Provided passage |
_____

Reputation: 79
I'm just a beginner in R and I am unable to think a very complex logic. Let me tell u
I have my data
Serial no | Invoice no | Date received |
---|---|---|
0C315 | 17-jun-20 | 03-Aug-20 |
0C8AA | 26-jun-20 | 03-Aug-20 |
0C8B5 | 26-jun-20 | 11-Aug-20 |
0C8C0 | 28-jun-20 | 11-Aug-20 |
0C8CB | 18-jun-20 | 03-Aug-20 |
0C8D6 | 18-jun-20 | 11-Aug-20 |
0C8E1 | 20-jun-20 | 24-Aug-20 |
0C8EC | 24-jun-20 | 24-Aug-20 |
0C8F7 | 26-jun-20 | 24-Aug-20 |
What I have to do is...invoice date is basically manufactured date and date received is the recieved date, the product whose manufactured date is earlier that product must be received earlier, simply first come first served. Now I have to list the details of those products whose manufactured date is earlier but recieved later. For this data... In row 1... invoice date is 17 Jun 20 and received on 3 aug 20 which is fine because 03 aug 20 is the earliest among all rows
In 6 th row (count row no. exclude column name)-> 0C8D6...
invoice date - 18 Jun 20 and
received on 11 aug 20.
Now compare this with evry rows..you will find in the 2nd row
invoice date is 26 Jun 20 but recieved on 3 aug 20(manufactured late and recieved earlier than row 6th)
which is not supposed to be, 6 th row should be received earlier not the 2nd row.So 6 th row should be listed down.
Same for last row
Manufactured on - 26 Jun 20
Recieved on 24 Aug 20
But on comparing, found a row which is 4th row....
mfd on 28 Jun 20
And recieved on 11 aug 20(manufactured late but recieved earlier than last row)
Last row should be listed down
My output should be
Serial no | Invoice no | Date received |
---|---|---|
0C8D6 | 18-jun-20 | 11-Aug-20 |
0C8E1 | 20-jun-20 | 24-Aug-20 |
0C8EC | 24-jun-20 | 24-Aug-20 |
0C8F7 | 26-jun-20 | 24-Aug-20 |
I hope I have made clear what my problem is...let me know if you have any doubt regarding the explanation. Please help me to code the problem
Thanks in advance
Upvotes: 0
Views: 67
Reputation: 66
First, you'll need to get your table into a dataframe/tibble with legal column names. If you're not familiar with dates in R, look up as.Date()
.
Then you can do something like this:
library(dplyr)
is_this_order_late <- function(df, row) {
this_date_ordered <- df[row, "Invoice.no"]
this_date_recieved <- df[row, "Date.received"]
# Orders which were placed after this one but were received earlier
quicker_orders <- df %>%
filter(
Invoice.no > this_date_ordered, Date.received < this_date_recieved
)
# If there were no orders that were placed after this one but received earlier, return FALSE;
# Otherise, return TRUE
is_late <- as.logical(nrow(quicker_orders))
return(is_late)
}
df[sapply(1:nrow(df), function(row) {is_this_order_late(df, row)}),]
I made a function that takes in a row and determines whether or not the order corresponding to that row was received late (according to the condition you specified). Then I applied that function to every row in your dataframe using sapply()
, and then filtered the dataframe using a boolean mask.
If you're not already familiar with them, you may want to look up boolean masks, dplyr
's filter()
, and the sapply()
/lapply()
family of functions in R.
Upvotes: 1

_____

Data supplied |
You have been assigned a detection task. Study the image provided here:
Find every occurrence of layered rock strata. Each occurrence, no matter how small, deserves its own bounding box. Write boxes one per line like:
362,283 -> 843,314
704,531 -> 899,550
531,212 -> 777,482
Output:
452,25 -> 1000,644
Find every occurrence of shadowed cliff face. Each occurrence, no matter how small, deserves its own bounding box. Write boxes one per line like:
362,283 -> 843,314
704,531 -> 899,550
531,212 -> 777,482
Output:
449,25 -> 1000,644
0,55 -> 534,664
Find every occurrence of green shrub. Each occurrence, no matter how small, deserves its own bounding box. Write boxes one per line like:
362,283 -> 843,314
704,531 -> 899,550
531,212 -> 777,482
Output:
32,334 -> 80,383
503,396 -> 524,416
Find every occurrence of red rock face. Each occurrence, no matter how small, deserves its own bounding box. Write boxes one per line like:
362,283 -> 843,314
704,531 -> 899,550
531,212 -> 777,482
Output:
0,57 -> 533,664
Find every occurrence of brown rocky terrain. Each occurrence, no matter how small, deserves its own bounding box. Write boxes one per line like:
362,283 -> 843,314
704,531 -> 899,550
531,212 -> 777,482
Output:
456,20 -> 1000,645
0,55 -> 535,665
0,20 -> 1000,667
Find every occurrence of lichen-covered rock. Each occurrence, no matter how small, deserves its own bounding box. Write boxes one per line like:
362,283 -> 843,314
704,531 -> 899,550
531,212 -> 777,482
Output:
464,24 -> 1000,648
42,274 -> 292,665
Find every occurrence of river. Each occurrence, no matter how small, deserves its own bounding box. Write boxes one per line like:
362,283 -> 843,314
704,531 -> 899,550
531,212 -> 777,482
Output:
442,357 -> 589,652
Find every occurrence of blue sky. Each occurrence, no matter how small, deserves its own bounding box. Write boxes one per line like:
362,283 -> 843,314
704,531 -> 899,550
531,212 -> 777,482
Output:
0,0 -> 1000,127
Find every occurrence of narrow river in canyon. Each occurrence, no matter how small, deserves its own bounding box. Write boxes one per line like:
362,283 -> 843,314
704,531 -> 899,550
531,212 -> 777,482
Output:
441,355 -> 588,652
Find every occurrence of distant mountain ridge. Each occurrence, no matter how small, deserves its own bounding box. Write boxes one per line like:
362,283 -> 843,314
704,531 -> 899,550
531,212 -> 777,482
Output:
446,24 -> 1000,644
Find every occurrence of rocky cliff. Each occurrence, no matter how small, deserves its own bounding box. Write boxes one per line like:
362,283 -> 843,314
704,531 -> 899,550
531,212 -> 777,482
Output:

_____

Given task |
Please answer these questions about the R forum thread above:
1. What serial number appears in the first row of the output the asker wants?
2. Which R function does the reply suggest looking up for working with dates?
3. Which function did the reply use to apply its custom function to every row of the dataframe?

Solution for this exercise |
1. 0C8D6
2. as.Date()
3. sapply()